◆ Instruction:
Quote the items below word for word, starting at the line with "Exercise. Point out the reflection" and continuing through the last line of the items.

Start Information shown

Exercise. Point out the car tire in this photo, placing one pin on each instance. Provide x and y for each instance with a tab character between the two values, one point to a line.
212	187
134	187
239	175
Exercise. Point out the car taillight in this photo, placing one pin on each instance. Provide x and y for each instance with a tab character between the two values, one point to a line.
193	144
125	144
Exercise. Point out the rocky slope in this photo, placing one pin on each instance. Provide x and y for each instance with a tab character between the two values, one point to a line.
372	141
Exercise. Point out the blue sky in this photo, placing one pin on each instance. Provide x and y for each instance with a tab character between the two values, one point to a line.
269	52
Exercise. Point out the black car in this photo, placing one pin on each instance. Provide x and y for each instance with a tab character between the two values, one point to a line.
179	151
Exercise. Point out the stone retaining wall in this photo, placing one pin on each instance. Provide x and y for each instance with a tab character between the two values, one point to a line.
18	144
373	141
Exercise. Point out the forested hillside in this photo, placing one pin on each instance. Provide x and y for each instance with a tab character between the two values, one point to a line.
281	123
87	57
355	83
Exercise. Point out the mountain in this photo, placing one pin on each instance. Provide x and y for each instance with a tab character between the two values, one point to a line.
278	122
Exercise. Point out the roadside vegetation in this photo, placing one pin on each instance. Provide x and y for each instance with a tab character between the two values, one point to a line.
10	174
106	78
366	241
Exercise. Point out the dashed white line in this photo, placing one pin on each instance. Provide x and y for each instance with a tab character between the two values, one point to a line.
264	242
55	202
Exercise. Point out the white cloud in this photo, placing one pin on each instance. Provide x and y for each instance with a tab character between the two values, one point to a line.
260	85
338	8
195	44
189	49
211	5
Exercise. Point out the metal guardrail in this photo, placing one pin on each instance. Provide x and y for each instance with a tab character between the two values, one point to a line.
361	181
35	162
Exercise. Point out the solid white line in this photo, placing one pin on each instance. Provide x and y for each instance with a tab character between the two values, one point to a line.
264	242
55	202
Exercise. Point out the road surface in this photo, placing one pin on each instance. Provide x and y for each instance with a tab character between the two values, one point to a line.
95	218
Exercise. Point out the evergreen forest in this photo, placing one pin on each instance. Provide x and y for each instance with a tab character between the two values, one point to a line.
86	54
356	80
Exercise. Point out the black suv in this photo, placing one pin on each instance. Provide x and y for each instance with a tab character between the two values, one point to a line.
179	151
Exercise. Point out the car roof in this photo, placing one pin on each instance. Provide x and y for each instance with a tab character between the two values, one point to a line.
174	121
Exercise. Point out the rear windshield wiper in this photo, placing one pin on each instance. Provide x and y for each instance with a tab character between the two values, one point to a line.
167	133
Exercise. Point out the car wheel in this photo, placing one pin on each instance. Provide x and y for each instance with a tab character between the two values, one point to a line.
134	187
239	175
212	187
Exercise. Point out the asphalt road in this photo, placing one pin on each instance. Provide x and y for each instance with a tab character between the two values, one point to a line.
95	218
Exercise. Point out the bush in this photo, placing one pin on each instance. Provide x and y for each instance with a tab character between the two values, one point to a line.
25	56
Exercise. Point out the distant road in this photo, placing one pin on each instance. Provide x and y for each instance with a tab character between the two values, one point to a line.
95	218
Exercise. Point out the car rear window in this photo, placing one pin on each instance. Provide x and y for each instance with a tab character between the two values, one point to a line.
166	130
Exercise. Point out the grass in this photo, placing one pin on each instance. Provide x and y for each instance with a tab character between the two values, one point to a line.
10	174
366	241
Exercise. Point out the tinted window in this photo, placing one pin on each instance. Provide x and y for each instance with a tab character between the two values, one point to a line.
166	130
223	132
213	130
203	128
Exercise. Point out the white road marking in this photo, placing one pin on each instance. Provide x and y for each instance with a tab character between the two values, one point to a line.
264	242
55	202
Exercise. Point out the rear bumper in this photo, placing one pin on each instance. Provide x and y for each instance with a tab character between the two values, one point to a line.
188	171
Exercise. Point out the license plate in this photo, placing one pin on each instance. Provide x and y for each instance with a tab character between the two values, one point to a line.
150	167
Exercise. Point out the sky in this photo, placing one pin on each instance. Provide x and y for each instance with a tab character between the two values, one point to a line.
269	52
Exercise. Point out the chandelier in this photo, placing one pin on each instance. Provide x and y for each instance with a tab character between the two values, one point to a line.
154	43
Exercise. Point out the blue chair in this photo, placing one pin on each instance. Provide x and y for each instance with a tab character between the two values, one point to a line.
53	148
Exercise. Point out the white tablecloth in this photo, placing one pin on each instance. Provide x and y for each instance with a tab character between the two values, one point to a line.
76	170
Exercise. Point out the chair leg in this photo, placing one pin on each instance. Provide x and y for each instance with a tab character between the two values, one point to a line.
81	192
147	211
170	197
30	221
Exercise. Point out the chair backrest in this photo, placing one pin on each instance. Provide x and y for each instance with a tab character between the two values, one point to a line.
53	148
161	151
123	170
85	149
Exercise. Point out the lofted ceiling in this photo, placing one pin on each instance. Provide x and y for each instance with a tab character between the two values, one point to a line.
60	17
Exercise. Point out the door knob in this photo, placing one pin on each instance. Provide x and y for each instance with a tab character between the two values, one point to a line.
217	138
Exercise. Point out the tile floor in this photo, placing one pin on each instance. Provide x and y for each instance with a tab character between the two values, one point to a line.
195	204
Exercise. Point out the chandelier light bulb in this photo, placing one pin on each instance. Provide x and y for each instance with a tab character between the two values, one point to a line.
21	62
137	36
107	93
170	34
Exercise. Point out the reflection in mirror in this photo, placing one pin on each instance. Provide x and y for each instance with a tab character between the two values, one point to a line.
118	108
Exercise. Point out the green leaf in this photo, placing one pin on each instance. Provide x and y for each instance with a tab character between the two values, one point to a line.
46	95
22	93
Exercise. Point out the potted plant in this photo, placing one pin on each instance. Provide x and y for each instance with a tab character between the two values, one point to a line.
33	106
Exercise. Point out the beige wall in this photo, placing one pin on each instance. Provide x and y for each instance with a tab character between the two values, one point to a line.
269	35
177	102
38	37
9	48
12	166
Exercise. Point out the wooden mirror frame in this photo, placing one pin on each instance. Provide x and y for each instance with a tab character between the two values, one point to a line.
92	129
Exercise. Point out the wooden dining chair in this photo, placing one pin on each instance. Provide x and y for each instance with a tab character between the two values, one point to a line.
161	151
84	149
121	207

End Information shown

◆ Response below:
Exercise. Point out the reflection in mirror in this photo, placing one pin on each instance. Provide x and y for each instance with a tab character between the two values, one point to a line.
118	108
Exercise. Point out the green leaf in this photo, placing one pin on each instance. Provide x and y for each instance with a tab character between the two values, one point to a line.
46	95
22	93
Exercise. Point out the potted plant in this photo, placing one pin on each instance. Provide x and y for each instance with a tab character between the two values, one point to a line.
33	106
Exercise. Point out the beige wall in this photo, placing one pin on each instance. Provide x and y for each instance with a tab character between the two values, one point to a line.
269	35
177	102
38	37
9	48
12	166
Exercise. Point out the wooden mirror frame in this photo, placing one pin on each instance. Provide x and y for each instance with a tab character between the two values, one point to a line.
92	129
Exercise. Point out the wooden dining chair in this photo, placing one pin on each instance. Provide x and y for each instance with a tab character between the two values, one point to a line.
161	151
84	149
121	207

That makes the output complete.